#### Отрывок
Например, право и долг вовсе не чувства, это категории морали и права, они соотносятся с волей. Но единство права и долга воспринимается чувством скорее, чем разумом. Справедливость же не отвлеченность, но чувство. Именно и естественно чувство ответа на социальный порядок вне человека. Каждое право обеспечивает возможность исполнения данного долга; их невозможно разъединить, расторгнуть и предпочтительным выбором назначения одному передать все права, а другому только обязанности («долг»). Все революции в России происходят после подобного «черного передела». По мнению евразийцев, может быть справедливому, всякая революция есть просто замена «правящего слоя» – и не более того. Но и не менее. При этом даже высшая ценность – свобода – оказывается под сомнением как ценность справедливая, потому что «свобода не право, а долг» [Бердяев 1952: 138]; долг, обеспечивающий все права. Лукавство современной терминологии привело к замене двуединой формулы право = долг церковнославянизмом обязанност(и) (калька с чужих языков), отчего и возник семантический перекос в соотношении между правами и – обязательным долгом исполнить свои права. Сегодня разорванность этих связей мы ощущаем в полной мере.
########
#### Представленный материал
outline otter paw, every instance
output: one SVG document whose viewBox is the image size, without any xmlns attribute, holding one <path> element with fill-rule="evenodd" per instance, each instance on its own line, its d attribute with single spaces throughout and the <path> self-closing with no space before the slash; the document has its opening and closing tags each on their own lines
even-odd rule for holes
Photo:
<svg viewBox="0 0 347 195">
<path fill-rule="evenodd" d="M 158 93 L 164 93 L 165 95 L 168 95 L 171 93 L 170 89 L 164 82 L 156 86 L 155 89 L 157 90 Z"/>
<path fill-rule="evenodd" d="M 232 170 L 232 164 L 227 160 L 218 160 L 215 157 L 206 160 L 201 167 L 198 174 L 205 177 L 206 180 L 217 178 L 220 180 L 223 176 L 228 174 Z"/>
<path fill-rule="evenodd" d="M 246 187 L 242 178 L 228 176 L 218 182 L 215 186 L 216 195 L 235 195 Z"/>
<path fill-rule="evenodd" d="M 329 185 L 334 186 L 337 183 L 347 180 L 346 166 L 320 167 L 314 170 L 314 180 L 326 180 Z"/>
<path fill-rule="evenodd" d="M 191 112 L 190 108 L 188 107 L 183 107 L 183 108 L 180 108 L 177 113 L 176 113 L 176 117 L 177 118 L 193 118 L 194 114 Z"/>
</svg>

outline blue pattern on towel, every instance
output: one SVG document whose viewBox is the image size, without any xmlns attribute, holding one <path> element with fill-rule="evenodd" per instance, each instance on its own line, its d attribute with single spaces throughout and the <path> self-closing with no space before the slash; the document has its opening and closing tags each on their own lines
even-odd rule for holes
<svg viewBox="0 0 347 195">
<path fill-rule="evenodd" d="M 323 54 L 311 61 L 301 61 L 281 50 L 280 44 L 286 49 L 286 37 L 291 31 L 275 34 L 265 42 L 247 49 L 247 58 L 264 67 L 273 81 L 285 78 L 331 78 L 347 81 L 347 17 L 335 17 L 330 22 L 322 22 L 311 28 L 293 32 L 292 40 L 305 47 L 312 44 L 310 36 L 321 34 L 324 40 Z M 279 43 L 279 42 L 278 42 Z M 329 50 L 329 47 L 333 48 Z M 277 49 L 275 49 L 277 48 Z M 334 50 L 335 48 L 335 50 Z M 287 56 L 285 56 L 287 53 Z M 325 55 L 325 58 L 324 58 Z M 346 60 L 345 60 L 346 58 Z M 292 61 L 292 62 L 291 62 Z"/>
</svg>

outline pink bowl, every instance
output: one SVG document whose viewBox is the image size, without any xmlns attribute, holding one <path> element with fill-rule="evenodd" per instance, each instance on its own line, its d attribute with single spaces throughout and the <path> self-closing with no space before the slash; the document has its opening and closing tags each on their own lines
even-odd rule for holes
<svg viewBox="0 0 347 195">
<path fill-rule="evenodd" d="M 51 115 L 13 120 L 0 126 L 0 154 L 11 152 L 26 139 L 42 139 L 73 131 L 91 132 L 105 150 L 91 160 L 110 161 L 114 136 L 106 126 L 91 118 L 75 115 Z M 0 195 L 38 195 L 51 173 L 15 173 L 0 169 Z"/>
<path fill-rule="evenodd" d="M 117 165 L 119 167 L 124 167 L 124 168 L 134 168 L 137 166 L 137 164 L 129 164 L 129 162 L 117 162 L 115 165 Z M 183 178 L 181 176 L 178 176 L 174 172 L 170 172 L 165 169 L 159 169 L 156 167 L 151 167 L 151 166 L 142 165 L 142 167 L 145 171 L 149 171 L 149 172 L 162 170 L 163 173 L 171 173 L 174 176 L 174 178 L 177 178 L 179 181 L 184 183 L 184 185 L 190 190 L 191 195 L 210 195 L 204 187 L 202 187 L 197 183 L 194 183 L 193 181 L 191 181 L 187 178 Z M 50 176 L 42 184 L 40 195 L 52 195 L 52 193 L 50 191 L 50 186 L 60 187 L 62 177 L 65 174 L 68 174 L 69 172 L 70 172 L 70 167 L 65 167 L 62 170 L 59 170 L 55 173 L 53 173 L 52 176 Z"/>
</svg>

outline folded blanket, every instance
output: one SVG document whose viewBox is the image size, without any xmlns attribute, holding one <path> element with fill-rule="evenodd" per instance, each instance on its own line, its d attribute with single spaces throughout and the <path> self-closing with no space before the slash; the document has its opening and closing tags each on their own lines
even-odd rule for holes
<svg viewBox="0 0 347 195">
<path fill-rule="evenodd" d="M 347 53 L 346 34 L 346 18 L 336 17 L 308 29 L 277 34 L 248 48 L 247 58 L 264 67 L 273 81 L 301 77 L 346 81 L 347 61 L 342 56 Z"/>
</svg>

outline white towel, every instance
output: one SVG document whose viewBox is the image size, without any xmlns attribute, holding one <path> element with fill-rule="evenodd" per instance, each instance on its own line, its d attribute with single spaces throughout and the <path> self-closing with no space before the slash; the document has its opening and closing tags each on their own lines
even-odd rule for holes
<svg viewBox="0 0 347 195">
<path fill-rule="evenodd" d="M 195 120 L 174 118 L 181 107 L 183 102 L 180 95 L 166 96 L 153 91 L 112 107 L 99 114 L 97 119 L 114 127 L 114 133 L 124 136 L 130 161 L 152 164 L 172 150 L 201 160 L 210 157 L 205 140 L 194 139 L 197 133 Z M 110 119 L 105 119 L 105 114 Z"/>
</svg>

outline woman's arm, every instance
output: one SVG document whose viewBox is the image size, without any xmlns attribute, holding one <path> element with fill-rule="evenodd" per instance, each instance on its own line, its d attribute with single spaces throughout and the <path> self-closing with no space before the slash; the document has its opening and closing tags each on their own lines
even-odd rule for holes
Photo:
########
| Задания |
[1] Перескажите списком абзац отрывка, который начинается словами «Например, право и долг». Сохраните его основные факты.
[2] Выпишите из отрывка все слова и выражения, заключенные в кавычки «».
[3] Продолжите отрывок о праве и долге с того места, где он заканчивается.

| Ответы |
[1]
- Право и долг не чувства, а категории морали и права, связанные с волей. Однако их единство воспринимается скорее чувством, чем разумом.
- Справедливость не отвлеченность, а чувство: естественный ответ на социальный порядок вне человека.
- Каждое право обеспечивает исполнение долга. Их нельзя разъединить и отдать одному все права, а другому только обязанности.
- Все революции в России происходят после такого «черного передела». По мнению евразийцев, революция есть лишь замена «правящего слоя».
- Даже свобода оказывается под сомнением как справедливая ценность, ведь «свобода не право, а долг» [Бердяев 1952: 138], то есть долг, обеспечивающий все права.
- Современная терминология заменила формулу право = долг церковнославянизмом «обязанности» (калькой с чужих языков). Так возник семантический перекос в соотношении прав и долга, и сегодня разорванность этих связей ощущается в полной мере.

[2]
- «долг»
- «черного передела»
- «правящего слоя»
- «свобода не право, а долг»

[3]
«Даже само слово право было у нас неизвестно в западном его смысле, но означало только справедливость, правду» [Ключевский 1911: 115]. Вообще русские полагают власть как право, «понимая под правом справедливость» [Меньшиков 2000: 36]. И, наконец: «Ошибаются... в самом определении понятия справедливости как только уравнивающей, отрицающей в области права всякие различия лиц и отношений; во-вторых, вводят в заблуждение, выставляя вопрос о правоспособности как вопрос справедливости, а не целесообразности, каков он в действительности есть и в качестве какого он и должен быть решаем» [Астафьев 2000: 231]. Таково в кратком изложении русское понимание справедливости как идеи, согласно которой (по ироническому определению Максимилиана Волошина):

Я напишу: «Завет мой – справедливость!»

И враг прочтет: «Пощады больше нет!»

Но справедливость даже и не закон, а по древней традиции, известной и грекам (калокагатия), это синтез красоты и добра, оборотная сторона совести.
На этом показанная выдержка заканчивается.